begin INFORMATION SUPPLIED
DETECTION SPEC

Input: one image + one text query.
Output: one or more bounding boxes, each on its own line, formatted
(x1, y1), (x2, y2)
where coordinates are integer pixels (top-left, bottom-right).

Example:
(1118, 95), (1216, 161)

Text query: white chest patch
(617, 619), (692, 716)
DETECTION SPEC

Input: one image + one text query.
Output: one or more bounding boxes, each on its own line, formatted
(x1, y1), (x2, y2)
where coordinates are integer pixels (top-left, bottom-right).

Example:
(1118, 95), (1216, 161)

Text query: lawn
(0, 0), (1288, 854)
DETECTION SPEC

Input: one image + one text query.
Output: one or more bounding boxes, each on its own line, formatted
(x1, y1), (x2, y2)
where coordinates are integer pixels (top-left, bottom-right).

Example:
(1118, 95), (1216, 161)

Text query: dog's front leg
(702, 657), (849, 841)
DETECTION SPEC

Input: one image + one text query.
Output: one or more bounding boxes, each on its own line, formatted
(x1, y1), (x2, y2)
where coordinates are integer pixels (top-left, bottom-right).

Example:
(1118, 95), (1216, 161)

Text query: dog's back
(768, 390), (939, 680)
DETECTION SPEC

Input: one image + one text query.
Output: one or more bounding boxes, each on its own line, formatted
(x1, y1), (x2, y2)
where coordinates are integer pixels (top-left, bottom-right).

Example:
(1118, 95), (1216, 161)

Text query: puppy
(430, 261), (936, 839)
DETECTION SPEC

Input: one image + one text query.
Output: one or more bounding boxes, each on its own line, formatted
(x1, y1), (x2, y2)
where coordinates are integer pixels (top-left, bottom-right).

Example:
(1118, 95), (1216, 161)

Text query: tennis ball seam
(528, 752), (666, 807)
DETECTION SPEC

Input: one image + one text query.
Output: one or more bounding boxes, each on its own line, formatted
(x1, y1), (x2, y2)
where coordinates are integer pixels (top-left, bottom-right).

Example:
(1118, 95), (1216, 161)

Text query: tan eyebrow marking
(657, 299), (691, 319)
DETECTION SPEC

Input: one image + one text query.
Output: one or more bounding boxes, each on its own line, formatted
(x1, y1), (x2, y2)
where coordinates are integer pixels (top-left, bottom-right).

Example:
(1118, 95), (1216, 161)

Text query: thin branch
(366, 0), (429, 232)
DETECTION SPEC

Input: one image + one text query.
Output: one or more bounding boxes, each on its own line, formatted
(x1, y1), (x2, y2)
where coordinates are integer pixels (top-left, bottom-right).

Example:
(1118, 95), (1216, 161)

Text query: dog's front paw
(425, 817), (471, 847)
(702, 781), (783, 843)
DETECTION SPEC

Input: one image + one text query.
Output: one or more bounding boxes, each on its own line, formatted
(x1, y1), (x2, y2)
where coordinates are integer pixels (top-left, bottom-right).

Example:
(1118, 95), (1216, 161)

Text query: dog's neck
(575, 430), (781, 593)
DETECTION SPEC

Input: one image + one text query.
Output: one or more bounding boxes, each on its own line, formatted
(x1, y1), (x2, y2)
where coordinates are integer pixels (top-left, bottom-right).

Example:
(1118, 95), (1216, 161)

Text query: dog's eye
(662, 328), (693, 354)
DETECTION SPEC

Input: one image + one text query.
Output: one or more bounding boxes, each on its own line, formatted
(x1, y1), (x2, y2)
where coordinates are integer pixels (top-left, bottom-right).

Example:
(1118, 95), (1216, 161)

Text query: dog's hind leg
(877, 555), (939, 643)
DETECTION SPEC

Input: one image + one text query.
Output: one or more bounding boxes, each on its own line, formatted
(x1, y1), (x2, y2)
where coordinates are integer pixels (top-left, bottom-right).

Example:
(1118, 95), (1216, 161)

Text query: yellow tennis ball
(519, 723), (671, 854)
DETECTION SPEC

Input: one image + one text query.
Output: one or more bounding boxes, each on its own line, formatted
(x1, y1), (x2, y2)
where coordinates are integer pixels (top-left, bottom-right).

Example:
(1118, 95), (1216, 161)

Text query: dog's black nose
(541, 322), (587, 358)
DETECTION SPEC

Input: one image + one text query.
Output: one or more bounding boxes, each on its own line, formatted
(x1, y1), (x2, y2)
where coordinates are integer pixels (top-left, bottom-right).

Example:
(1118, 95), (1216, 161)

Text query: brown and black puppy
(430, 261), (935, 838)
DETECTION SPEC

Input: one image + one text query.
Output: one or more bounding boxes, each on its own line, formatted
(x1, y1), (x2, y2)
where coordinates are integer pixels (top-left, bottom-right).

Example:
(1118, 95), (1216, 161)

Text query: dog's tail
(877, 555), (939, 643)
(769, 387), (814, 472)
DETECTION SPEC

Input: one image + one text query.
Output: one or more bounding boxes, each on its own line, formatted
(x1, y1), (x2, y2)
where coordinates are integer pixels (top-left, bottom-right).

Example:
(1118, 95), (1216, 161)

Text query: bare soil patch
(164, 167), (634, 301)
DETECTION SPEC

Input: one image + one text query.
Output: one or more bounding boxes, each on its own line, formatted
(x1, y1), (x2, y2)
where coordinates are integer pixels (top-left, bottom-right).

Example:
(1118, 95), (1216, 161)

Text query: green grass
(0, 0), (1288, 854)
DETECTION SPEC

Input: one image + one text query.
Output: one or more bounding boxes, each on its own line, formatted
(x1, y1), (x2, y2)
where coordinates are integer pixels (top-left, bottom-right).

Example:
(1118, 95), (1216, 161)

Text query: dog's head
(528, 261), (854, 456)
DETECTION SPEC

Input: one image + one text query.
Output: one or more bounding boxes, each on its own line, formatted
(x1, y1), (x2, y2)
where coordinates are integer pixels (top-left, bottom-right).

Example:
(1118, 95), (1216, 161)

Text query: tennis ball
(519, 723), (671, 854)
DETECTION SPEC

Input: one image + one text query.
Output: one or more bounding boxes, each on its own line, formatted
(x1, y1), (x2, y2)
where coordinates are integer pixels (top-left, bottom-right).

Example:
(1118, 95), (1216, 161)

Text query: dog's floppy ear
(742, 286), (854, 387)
end INFORMATION SUPPLIED
> [WHAT IS EXPECTED] Find every line above that contains the word "black", treating uppercase and lowercase as different, and copy each of those lines in full.

> [TASK ANSWER]
Text query: dog's black nose
Text query: brown and black puppy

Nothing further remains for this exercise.